◆ Dataset extract ◆
####################
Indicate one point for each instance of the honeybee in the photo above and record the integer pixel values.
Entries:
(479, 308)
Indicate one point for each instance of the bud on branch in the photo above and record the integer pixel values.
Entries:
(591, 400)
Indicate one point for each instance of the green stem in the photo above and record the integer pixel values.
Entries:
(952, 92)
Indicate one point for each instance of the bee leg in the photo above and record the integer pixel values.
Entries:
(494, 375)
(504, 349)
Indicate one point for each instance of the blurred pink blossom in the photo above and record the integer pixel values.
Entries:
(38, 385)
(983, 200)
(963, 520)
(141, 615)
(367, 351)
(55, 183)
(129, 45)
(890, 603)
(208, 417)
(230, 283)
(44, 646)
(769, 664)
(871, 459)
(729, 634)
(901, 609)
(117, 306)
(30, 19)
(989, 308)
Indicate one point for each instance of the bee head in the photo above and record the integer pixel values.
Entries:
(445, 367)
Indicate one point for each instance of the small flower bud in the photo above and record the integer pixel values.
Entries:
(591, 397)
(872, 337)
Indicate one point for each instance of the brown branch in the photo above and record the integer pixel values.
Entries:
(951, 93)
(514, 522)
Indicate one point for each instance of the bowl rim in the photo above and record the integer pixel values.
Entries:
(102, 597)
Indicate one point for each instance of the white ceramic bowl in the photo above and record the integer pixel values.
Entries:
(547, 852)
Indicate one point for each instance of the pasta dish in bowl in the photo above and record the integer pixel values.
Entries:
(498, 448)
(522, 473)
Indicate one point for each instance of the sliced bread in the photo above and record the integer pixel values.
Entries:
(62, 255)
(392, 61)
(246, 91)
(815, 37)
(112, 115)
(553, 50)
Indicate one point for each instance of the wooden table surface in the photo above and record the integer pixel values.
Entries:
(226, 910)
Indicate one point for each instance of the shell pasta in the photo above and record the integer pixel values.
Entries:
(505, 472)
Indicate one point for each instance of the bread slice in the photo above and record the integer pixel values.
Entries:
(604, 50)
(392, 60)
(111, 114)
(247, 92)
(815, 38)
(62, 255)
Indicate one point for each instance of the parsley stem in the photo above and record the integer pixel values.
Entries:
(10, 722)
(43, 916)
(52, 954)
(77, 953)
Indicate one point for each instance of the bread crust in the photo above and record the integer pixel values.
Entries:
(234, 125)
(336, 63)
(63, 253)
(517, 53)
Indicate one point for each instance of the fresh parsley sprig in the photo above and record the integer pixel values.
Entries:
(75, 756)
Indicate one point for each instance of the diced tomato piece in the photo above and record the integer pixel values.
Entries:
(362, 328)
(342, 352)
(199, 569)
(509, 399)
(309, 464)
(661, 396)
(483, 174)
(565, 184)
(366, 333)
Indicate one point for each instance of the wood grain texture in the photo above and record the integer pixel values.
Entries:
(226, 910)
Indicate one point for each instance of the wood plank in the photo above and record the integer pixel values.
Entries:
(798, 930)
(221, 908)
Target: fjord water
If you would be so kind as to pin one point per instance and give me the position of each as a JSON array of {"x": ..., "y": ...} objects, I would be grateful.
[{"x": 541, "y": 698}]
####################
Lay out the records above, from the line containing "Indicate one point for each instance of the wooden" down to the final line of the records, as a Markdown table. Give each line its own row, with the row number under "Row" and the line under "Line", and leave out any blank lines.

| Row | Line |
|---|---|
| 1 | Indicate one point for each instance of the wooden table surface in the photo above and record the integer pixel values. |
| 2 | Entries: |
| 3 | (226, 910) |
| 4 | Indicate one point for each instance of the shell pasta in the photo above and record the integer pixel values. |
| 5 | Entries: |
| 6 | (505, 472) |
| 7 | Indicate one point for each instance of the bread slice in the photo above and record the integer pixel values. |
| 8 | Entries: |
| 9 | (604, 50) |
| 10 | (392, 60) |
| 11 | (111, 114) |
| 12 | (247, 92) |
| 13 | (815, 38) |
| 14 | (62, 255) |
| 15 | Indicate one point for each instance of the parsley stem in the photo above and record the integer pixel values. |
| 16 | Entries: |
| 17 | (10, 722) |
| 18 | (43, 916) |
| 19 | (52, 954) |
| 20 | (77, 953) |
| 21 | Indicate one point for each instance of the bread crust in the photo above and record the integer pixel values. |
| 22 | Entries: |
| 23 | (234, 125) |
| 24 | (336, 63) |
| 25 | (63, 253) |
| 26 | (517, 53) |
| 27 | Indicate one point for each instance of the fresh parsley sprig in the photo above and record the integer pixel values. |
| 28 | Entries: |
| 29 | (75, 756) |
| 30 | Indicate one point for each instance of the diced tomato piece in the photo above and record the integer pixel values. |
| 31 | Entries: |
| 32 | (362, 328) |
| 33 | (342, 352) |
| 34 | (199, 569) |
| 35 | (509, 399) |
| 36 | (309, 464) |
| 37 | (661, 396) |
| 38 | (483, 174) |
| 39 | (565, 184) |
| 40 | (366, 333) |
| 41 | Indicate one point for each instance of the wood grain texture in the photo above and record the integer pixel values. |
| 42 | Entries: |
| 43 | (226, 910) |
| 44 | Indicate one point for each instance of the wood plank in the photo above and record the integer pixel values. |
| 45 | Entries: |
| 46 | (798, 930) |
| 47 | (221, 908) |
| 48 | Target: fjord water |
| 49 | If you would be so kind as to pin one point per instance and give me the position of each as a JSON array of {"x": ..., "y": ...} objects, I would be grateful. |
| 50 | [{"x": 541, "y": 698}] |